§ **RECORDS TO PROCESS**:
========
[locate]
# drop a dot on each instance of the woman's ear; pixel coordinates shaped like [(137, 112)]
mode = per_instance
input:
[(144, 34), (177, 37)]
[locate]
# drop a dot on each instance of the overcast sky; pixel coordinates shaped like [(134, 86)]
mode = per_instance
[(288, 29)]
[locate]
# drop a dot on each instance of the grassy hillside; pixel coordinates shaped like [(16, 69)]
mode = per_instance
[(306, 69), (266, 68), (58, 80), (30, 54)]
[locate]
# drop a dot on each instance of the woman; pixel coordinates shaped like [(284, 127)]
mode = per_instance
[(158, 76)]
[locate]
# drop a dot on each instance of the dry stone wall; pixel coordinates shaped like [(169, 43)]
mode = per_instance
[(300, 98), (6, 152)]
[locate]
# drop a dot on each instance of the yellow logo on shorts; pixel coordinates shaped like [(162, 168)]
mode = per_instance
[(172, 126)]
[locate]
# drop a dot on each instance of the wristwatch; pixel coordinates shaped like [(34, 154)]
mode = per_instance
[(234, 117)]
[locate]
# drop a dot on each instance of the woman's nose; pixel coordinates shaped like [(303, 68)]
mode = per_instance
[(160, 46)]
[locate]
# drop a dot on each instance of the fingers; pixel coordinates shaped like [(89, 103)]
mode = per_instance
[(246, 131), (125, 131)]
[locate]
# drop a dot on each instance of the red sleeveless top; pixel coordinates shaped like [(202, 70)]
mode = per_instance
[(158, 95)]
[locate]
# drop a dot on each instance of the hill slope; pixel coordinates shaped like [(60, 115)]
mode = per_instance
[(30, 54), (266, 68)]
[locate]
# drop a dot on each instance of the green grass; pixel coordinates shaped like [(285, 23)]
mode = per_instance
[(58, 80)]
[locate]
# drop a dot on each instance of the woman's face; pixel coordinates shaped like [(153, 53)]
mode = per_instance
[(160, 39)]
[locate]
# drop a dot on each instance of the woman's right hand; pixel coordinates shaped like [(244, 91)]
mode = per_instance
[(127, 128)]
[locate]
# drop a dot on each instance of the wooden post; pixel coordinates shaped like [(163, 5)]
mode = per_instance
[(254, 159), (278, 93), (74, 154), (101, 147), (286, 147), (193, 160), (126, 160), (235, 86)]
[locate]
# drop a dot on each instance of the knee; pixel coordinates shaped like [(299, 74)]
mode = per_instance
========
§ **WHAT THIS TASK INVOLVES**: Your task is to transcribe the material exactly.

§ **RESULT OF THE EXERCISE**:
[locate]
# drop a dot on each instance of the woman's ear; pixel coordinates shaped like [(137, 112)]
mode = per_instance
input:
[(144, 34), (177, 37)]
[locate]
# drop a dot on each instance of the overcast sky; pixel coordinates shaped like [(134, 86)]
mode = per_instance
[(288, 29)]
[locate]
# drop a dot on each instance of the grassy hillside; pixel coordinates shaped like [(16, 69)]
mode = per_instance
[(306, 69), (266, 68), (58, 80), (30, 54)]
[locate]
# drop a dot on each instance of the woman; pixel coordinates shaped like [(284, 127)]
mode = per_instance
[(158, 76)]
[locate]
# drop a dot on each instance of the dry stone wall; pixel coordinates shaped like [(169, 43)]
mode = per_instance
[(300, 98), (6, 152)]
[locate]
# drop a dot on each instance of the yellow logo on shorts; pixel coordinates shaped like [(162, 168)]
mode = per_instance
[(172, 126)]
[locate]
# drop a dot on each instance of the wristwatch; pixel coordinates shaped like [(34, 154)]
mode = per_instance
[(234, 117)]
[locate]
# drop a dot on each instance of the woman's nose; pixel coordinates shaped like [(303, 68)]
mode = per_instance
[(160, 46)]
[locate]
# drop a dot on each instance of the fingers; pixel coordinates shaped like [(89, 103)]
mode = per_instance
[(246, 131), (125, 131)]
[locate]
# drop a dot on each instance of the red sleeveless top; pixel coordinates shaped like [(202, 70)]
mode = per_instance
[(158, 95)]
[locate]
# drop a dot on each instance of the hill slope; pixel coordinates shaped like [(60, 115)]
mode = per_instance
[(30, 54), (266, 68)]
[locate]
# drop a dot on each instance of the green grass; pixel coordinates shaped like [(285, 23)]
mode = per_instance
[(58, 80)]
[locate]
# drop a dot on each instance of the woman's face; pixel coordinates shaped like [(153, 53)]
mode = per_instance
[(160, 39)]
[locate]
# drop a dot on each instance of the woman's right hand; pixel coordinates shaped like [(244, 91)]
mode = per_instance
[(127, 128)]
[locate]
# drop a dot on each instance of the wooden post; pixel coordinates shaped like [(163, 5)]
mode = per_instance
[(254, 159), (278, 93), (74, 154), (101, 147), (286, 147), (193, 160), (126, 160), (235, 86)]
[locate]
# drop a dot on each instance of the knee; pixel coordinates shaped like [(299, 74)]
mode = per_instance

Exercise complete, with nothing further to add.